:: Provided records ::
•••••

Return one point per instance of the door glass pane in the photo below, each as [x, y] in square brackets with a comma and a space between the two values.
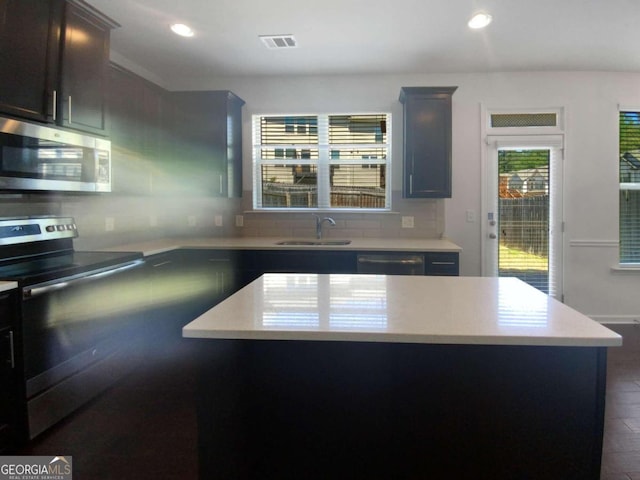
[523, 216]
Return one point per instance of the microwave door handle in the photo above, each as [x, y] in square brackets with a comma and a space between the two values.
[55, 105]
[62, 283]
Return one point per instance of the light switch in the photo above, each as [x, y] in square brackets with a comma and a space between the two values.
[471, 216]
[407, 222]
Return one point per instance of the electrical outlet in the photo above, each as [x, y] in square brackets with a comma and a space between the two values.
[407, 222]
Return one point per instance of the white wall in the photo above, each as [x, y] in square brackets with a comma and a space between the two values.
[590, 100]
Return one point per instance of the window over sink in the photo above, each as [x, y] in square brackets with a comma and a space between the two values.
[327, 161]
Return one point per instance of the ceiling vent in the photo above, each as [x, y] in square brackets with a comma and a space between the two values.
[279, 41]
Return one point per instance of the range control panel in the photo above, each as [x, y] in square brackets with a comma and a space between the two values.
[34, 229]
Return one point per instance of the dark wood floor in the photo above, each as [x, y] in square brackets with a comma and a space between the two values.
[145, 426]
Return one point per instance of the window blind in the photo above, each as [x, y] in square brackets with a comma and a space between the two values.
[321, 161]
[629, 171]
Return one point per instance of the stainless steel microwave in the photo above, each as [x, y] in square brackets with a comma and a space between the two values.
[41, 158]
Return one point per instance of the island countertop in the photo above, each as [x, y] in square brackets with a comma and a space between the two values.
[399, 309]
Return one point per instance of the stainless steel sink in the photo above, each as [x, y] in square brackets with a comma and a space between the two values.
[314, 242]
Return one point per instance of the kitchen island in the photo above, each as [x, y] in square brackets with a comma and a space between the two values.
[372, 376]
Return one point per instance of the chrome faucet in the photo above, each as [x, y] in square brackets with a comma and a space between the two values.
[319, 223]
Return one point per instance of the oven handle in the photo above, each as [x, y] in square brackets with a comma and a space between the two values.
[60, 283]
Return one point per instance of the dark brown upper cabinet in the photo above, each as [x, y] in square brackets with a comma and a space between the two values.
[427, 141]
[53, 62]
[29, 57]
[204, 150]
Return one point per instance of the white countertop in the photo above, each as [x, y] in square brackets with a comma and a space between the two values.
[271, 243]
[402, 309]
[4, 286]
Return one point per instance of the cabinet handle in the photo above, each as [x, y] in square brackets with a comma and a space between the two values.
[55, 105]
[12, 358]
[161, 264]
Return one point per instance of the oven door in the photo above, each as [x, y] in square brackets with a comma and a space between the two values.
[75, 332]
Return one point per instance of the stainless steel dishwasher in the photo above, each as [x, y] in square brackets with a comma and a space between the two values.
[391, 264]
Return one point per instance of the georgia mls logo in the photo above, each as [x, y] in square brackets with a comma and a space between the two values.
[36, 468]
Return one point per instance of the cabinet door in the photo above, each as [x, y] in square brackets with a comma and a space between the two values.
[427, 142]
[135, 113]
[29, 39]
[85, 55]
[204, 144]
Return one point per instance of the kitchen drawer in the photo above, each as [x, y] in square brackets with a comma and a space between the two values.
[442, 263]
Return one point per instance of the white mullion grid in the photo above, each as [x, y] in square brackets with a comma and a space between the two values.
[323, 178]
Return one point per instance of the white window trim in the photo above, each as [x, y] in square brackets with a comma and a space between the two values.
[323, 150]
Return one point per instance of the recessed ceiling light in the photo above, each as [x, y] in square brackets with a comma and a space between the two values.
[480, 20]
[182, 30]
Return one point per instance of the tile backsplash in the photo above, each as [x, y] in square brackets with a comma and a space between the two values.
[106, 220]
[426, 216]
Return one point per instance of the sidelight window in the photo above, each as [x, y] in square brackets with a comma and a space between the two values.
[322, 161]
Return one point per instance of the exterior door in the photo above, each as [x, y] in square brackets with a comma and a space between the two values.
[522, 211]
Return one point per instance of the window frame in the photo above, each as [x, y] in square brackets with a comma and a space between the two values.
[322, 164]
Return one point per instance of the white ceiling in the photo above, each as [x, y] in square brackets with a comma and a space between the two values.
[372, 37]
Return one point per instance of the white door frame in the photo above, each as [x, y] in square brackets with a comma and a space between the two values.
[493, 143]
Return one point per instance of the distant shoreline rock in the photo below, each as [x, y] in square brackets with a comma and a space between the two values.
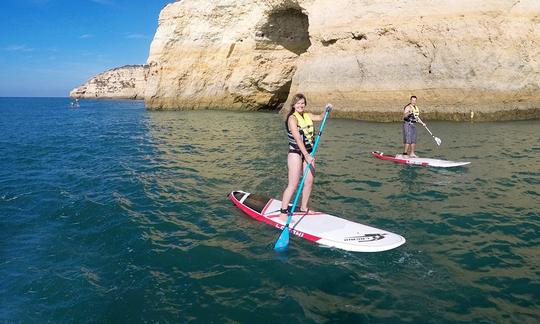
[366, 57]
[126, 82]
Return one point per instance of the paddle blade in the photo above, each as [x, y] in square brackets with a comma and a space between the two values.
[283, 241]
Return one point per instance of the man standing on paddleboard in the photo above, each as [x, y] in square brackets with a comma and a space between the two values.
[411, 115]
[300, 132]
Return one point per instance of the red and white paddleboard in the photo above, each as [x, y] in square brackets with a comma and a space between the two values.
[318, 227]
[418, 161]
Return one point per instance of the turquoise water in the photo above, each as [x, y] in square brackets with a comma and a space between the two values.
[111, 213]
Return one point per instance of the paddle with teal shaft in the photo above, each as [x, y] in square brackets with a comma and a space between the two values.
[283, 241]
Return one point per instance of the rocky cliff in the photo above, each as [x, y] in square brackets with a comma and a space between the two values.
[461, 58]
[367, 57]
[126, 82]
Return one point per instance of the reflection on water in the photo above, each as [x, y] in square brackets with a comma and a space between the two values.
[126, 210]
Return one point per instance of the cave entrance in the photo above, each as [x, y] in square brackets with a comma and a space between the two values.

•••••

:: Work to complete ::
Once the images are set aside, retype all of the material above exactly.

:: Written answer ::
Return one point per instance of the door glass pane in the photo below, each as [x, y] in square brackets with a comma and a space between the two values.
[523, 216]
Return one point per instance of the microwave door handle in the photo above, each as [x, y] in square brackets with a comma and a space between the two values.
[55, 105]
[62, 283]
Return one point per instance of the light switch in the photo above, each as [x, y] in square brackets with a comma and a space between the two values.
[471, 216]
[407, 222]
Return one point per instance of the electrical outlet in the photo above, each as [x, y] in square brackets with a comma and a space between the two values.
[407, 222]
Return one point per instance of the white wall in the photo above, each as [x, y] in square brackets with a comma and a space between the two values.
[590, 100]
Return one point per instance of the window over sink in the photo above, each as [x, y] in square brackets with a comma and a space between the two values.
[327, 161]
Return one point per instance of the ceiling vent in the photo above, each as [x, y] in square brackets with a comma and a space between the two values.
[279, 41]
Return one point per instance of the range control panel in the photo above, each as [x, y] in square brackets with a comma and a space between the two values.
[34, 229]
Return one point per instance of the dark wood floor in the photo above, each as [x, y] in square brackets with a comma and a space between the two values.
[145, 426]
Return one point per instance of the window blind in the photo above, each as [x, y] in square brackets with a comma and a space between the two values.
[321, 161]
[629, 171]
Return one point per instance of the stainless steel microwave in the photo above, each as [x, y] in square brackets with a comma and a space between the two values.
[41, 158]
Return one point per instance of the island countertop in the photo above, each as [x, y] in square brackets with a comma and a space between the two values.
[399, 309]
Return one point per instance of the stainless steel sink in the photo above, each as [x, y] in square brackets with a comma and a space between the two values.
[314, 242]
Return one point per instance of the kitchen island in the photo above, each as [x, y] in square brackets with a comma and a space between the two values.
[372, 376]
Return one point per instance of the chrome faucet in the photo above, each as [x, y] in square brackets with a comma and a space between the two values.
[319, 223]
Return one point per instance of the oven handle in the photo above, each as [x, y] in square brackets with a comma and a space between the two values.
[60, 283]
Return one point per instance of the dark brown upper cabinet in the photo above, each as [x, y] in square brackets with a comma and a space between the two values.
[427, 141]
[53, 62]
[29, 57]
[204, 150]
Return one point per instance of the white countertop in the photo above, each as [x, y] in square brackets with a comma and a space between the two values.
[271, 243]
[402, 309]
[4, 286]
Return one point per instance of the cabinet handle in the photo above, each as [x, y] in square brackets with a comma and a space between the two values.
[55, 105]
[12, 358]
[161, 264]
Return one point per instance of the oven door in the photo above, each as [x, y] in square brackets with a comma and a space between the two values.
[75, 332]
Return one point per instance of the stainless steel dishwasher in the photo above, each as [x, y] in square brackets with a comma and a space between the two values.
[391, 264]
Return one point per instance of the georgia mls logo in the photo above, each as [x, y] in square brackets with a comma and a space between the two values.
[36, 468]
Return one point per instance of the cabinet door in the photo above, each as [x, y] in square brackets with a comma and a space between the two values.
[427, 142]
[135, 113]
[29, 39]
[85, 55]
[204, 144]
Return one point per instance of the kitchen drawer in the photo above, each as [x, y] in square brackets with a comma and a space between the two values.
[442, 263]
Return one point per instance of the white mullion grid in the photo above, each as [x, y] in square brackets with a comma and a space between the two values.
[323, 178]
Return one point per instance of the white window trim in the photo above, each as [x, y] in square brackets with a comma and a space between the two values.
[323, 150]
Return one point per instance of the recessed ceiling light in the photo above, each as [x, y] in square brackets with a comma and a space between the two values.
[480, 20]
[182, 30]
Return one point per instance of the tile backsplash in the photo above, each as [x, y] in square brackets with a comma and a space between the two values.
[106, 220]
[426, 216]
Return one point per instance of the sidelight window in the photo above, each as [x, y] in square brackets with a comma and a space between the two values.
[322, 161]
Return one point per instance of the exterior door in the photo above, each as [x, y] in square brackets with a comma and a space between the two values.
[522, 211]
Return one point per instance of the window frame in the photo above, each as [x, y] in square brackets with a comma and a space between the two values.
[322, 164]
Return one point per instance of the white ceiling in the photo above, each as [x, y] in square brackets with a comma and a space between the two values.
[372, 37]
Return one point per instance of the white door frame in the photo above, each as [x, y] in square brackets with a comma and a space between the two values.
[493, 143]
Return one point per instance of the distant shoreline rock in the photo below, each as [x, y] in square brackets with a comma and a space between the two values.
[366, 57]
[126, 82]
Return one point per instance of the paddle blade in the photo above, each as [x, y] in square brackets with a comma and a space between the two values.
[283, 241]
Return one point per instance of the man standing on paddleboard in the photo above, each as [x, y] in square brackets with a comma and a space between the two values.
[411, 115]
[300, 132]
Return one point per instance of the red and white paddleboard in the photo above, each as [x, y] in square brackets with a comma and a space between the two values.
[318, 227]
[418, 161]
Return one point per instance of the turquoise water in the photo above, each as [x, y] in square brackets with a comma and a space between the two values.
[111, 213]
Return one point per instance of the paddle with teal shaft in the photo above, each as [x, y] in square brackets with a comma and a space between the two values.
[283, 241]
Return one point per instance of the rocky cliff in the photo above, each as [x, y] in square brackets with a comma and a space between the two values.
[461, 58]
[367, 57]
[126, 82]
Return one point per instance of the reflection on water in the photo above, each as [x, y] in square brackets with a comma and a space between the two values.
[126, 210]
Return one point per instance of the cave entrance in the photo above, each as [x, y] in square brackets with a comma and a space between the two values.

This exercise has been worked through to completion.